Records for the task
++++

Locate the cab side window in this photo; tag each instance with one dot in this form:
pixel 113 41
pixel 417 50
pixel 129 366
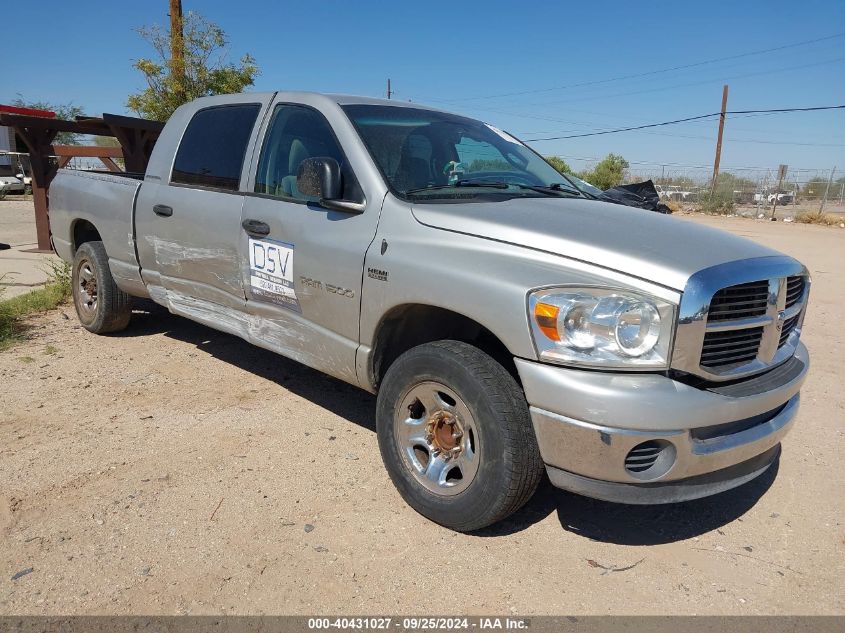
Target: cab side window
pixel 212 150
pixel 294 134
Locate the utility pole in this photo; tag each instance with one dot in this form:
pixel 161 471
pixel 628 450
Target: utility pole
pixel 826 190
pixel 781 175
pixel 719 139
pixel 177 44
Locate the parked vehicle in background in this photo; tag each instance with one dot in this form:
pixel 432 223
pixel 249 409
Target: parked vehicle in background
pixel 510 324
pixel 782 198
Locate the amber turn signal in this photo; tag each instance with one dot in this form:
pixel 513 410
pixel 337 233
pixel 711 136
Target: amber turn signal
pixel 546 316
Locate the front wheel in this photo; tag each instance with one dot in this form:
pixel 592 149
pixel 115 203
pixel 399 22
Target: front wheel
pixel 100 305
pixel 456 437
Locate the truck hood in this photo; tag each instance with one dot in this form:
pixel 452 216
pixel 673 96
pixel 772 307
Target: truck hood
pixel 644 244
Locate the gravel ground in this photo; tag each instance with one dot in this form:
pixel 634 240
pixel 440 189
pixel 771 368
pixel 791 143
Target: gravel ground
pixel 175 469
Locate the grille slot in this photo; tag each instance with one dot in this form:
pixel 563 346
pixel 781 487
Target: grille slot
pixel 650 459
pixel 788 326
pixel 643 456
pixel 794 290
pixel 739 302
pixel 730 347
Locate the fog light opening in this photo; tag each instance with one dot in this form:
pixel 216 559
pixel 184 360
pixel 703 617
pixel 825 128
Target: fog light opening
pixel 650 460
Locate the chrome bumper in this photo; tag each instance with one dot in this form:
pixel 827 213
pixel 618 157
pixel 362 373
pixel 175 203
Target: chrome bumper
pixel 586 424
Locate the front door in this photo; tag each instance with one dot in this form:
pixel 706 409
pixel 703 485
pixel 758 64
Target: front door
pixel 303 263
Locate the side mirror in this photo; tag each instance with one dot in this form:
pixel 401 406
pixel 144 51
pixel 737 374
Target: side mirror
pixel 320 178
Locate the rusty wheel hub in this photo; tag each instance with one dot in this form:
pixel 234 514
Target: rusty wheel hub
pixel 437 437
pixel 444 432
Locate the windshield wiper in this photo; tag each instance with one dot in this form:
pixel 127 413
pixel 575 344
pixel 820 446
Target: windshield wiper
pixel 553 189
pixel 466 182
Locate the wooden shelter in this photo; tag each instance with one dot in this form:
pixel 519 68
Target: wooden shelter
pixel 136 137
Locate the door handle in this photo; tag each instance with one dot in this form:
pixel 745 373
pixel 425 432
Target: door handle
pixel 256 227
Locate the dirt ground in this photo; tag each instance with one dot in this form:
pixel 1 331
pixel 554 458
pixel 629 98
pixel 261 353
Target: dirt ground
pixel 175 469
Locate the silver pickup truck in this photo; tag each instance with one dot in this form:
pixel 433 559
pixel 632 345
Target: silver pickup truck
pixel 509 322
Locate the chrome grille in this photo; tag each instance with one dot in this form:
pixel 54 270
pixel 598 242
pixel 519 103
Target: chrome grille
pixel 739 302
pixel 730 347
pixel 794 290
pixel 788 326
pixel 740 318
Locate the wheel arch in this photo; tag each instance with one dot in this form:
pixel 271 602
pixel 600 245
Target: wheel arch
pixel 83 231
pixel 408 325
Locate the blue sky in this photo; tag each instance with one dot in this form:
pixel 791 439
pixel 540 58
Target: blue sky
pixel 464 56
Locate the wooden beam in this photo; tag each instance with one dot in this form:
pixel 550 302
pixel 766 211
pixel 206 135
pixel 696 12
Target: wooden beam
pixel 110 164
pixel 92 126
pixel 86 151
pixel 133 122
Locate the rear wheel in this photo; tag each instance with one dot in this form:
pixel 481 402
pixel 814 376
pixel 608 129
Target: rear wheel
pixel 456 436
pixel 100 305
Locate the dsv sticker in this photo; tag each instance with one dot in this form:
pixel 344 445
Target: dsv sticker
pixel 271 272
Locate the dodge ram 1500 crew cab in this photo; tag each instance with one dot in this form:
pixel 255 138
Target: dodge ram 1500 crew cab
pixel 509 322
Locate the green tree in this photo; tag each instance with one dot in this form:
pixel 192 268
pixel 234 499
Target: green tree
pixel 608 173
pixel 205 72
pixel 559 164
pixel 64 111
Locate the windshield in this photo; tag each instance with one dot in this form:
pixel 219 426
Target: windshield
pixel 429 155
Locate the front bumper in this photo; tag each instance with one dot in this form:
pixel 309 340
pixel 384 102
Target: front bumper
pixel 707 440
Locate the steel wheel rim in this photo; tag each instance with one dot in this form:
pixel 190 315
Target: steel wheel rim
pixel 86 288
pixel 437 437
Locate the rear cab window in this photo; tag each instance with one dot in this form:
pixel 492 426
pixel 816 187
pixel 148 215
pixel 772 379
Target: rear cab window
pixel 211 153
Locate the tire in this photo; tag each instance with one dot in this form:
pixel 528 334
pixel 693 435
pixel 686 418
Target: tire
pixel 100 305
pixel 450 399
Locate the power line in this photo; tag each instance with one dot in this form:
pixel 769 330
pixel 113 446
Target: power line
pixel 615 95
pixel 654 72
pixel 684 120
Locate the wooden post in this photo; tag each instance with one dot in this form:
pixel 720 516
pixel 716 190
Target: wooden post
pixel 826 191
pixel 781 175
pixel 719 139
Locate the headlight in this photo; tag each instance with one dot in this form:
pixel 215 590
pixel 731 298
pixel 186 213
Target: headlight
pixel 601 327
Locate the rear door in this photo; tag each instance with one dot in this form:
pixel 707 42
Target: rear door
pixel 303 268
pixel 190 226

++++

Exercise requirements
Copy the records starting at the line that contains "Locate the utility" and ending at the line that contains "pixel 782 198", substituting "stationary vehicle" for every "parked vehicle" and changing nothing else. Give only those lines.

Task response
Locate the utility pole in this photo; tag each instance with one dot in this form:
pixel 161 471
pixel 628 450
Target: utility pole
pixel 826 190
pixel 781 175
pixel 719 139
pixel 177 44
Locate the stationary vehicle in background in this photo; tag each instance with one dot in this form:
pixel 432 223
pixel 249 409
Target: stationary vehicle in background
pixel 510 324
pixel 782 198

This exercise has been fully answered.